» **MATERIAL SHOWN**:
'''

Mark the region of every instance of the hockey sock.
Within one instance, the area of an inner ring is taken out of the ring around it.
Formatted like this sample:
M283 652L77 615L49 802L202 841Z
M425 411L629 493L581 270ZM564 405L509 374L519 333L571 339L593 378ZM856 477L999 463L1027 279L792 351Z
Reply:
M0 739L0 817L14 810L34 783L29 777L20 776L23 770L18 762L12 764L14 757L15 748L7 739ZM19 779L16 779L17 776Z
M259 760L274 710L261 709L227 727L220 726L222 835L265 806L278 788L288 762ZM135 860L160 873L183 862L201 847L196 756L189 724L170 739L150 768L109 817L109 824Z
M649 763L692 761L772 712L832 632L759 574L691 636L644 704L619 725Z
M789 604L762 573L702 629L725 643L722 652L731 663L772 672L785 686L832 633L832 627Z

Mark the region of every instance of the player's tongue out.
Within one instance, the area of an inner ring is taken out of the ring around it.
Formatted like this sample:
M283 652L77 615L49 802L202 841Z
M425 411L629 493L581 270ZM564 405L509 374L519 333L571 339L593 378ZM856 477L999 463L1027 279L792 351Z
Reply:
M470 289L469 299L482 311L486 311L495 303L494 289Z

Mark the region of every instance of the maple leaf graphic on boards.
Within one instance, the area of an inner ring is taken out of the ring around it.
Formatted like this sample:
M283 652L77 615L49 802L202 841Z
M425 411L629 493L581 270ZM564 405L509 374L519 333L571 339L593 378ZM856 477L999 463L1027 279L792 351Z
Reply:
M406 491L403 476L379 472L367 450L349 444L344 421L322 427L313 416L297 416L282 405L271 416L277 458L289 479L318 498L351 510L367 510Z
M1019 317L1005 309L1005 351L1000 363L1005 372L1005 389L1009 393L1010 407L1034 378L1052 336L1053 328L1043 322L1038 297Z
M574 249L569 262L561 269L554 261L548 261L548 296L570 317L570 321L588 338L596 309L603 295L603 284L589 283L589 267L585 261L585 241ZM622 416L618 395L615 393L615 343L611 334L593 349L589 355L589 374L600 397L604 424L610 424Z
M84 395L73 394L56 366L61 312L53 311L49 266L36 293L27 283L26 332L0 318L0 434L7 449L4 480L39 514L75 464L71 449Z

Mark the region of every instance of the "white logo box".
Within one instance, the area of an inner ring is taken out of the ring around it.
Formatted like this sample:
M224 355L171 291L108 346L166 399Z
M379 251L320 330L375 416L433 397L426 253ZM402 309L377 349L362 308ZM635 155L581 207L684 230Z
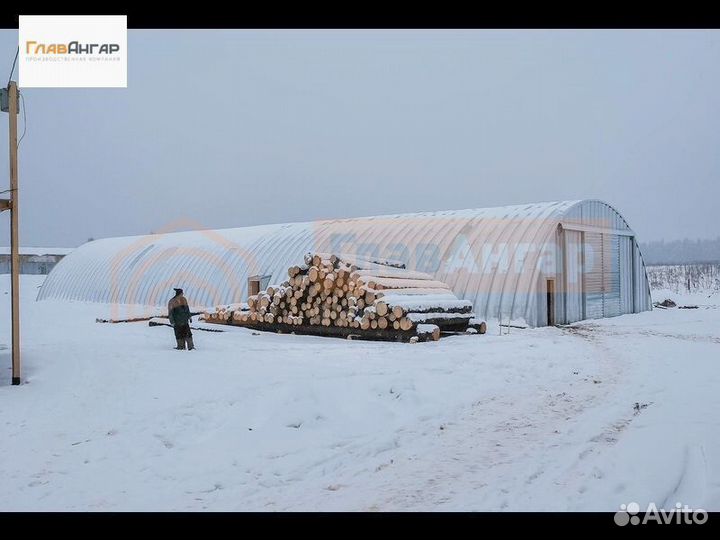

'''

» **WORK TO BE COMPLETED**:
Please write out all the entries above exactly, but leave out the pictures.

» **TASK ANSWER**:
Mark the region of every instance of the hockey sock.
Within one instance, the area of an inner ring is taken out of the ring around it.
Formatted like this sample:
M283 652L77 615L49 802L202 841Z
M425 411L629 493L581 270ZM564 405L509 374L519 333L571 339L593 378ZM856 477L999 463L1027 279L792 351Z
Reply:
M0 739L0 817L14 810L34 783L29 777L20 776L23 770L18 762L12 764L14 757L15 748L7 739ZM19 779L16 779L17 776Z
M259 760L274 710L261 709L227 727L220 726L222 835L265 806L278 788L288 762ZM135 860L160 873L183 862L201 847L196 756L189 724L170 739L150 768L109 817L109 824Z
M649 763L692 761L772 712L832 632L759 574L691 636L644 704L619 725Z
M789 604L762 573L702 629L725 643L722 652L731 663L772 672L785 686L832 633L832 627Z

Mark the region of every instance of the player's tongue out.
Within one instance, the area of an inner ring is taken out of the ring around it.
Formatted like this sample:
M283 652L77 615L49 802L202 841Z
M425 411L629 493L581 270ZM564 405L509 374L519 333L571 339L593 378ZM856 477L999 463L1027 279L792 351Z
Reply:
M470 289L469 299L482 311L486 311L495 303L494 289Z

Mark the region of every instance of the maple leaf graphic on boards.
Within one instance, the area of an inner ring is taken out of the ring around it.
Formatted like this sample:
M283 652L77 615L49 802L202 841Z
M425 411L629 493L581 270ZM564 405L509 374L519 333L571 339L593 378ZM856 477L999 463L1027 279L792 351Z
Reply:
M406 491L403 476L379 472L367 450L349 444L344 421L322 427L313 416L297 416L282 405L271 416L277 458L289 479L318 498L351 510L367 510Z
M1019 317L1005 309L1005 351L1000 363L1005 372L1005 389L1009 393L1010 407L1034 378L1052 336L1053 328L1043 322L1038 297Z
M574 249L569 262L561 269L554 261L548 261L548 296L570 317L570 321L588 338L596 309L603 295L603 284L589 283L589 267L585 261L585 241ZM622 416L618 395L615 393L615 343L611 334L593 349L589 355L589 374L600 397L604 424L610 424Z
M84 395L73 394L56 366L61 312L53 311L49 266L36 293L27 283L26 332L0 318L0 434L7 449L4 480L39 514L75 464L71 449Z

Mark the region of every instance of the "white logo box".
Within one instance, the area of an inner ring is taken out of the ring around it.
Formatted like this sample:
M224 355L171 291L108 346L166 399Z
M379 251L320 330L375 416L433 397L426 253ZM402 309L377 349L362 308ZM635 155L581 207L684 230Z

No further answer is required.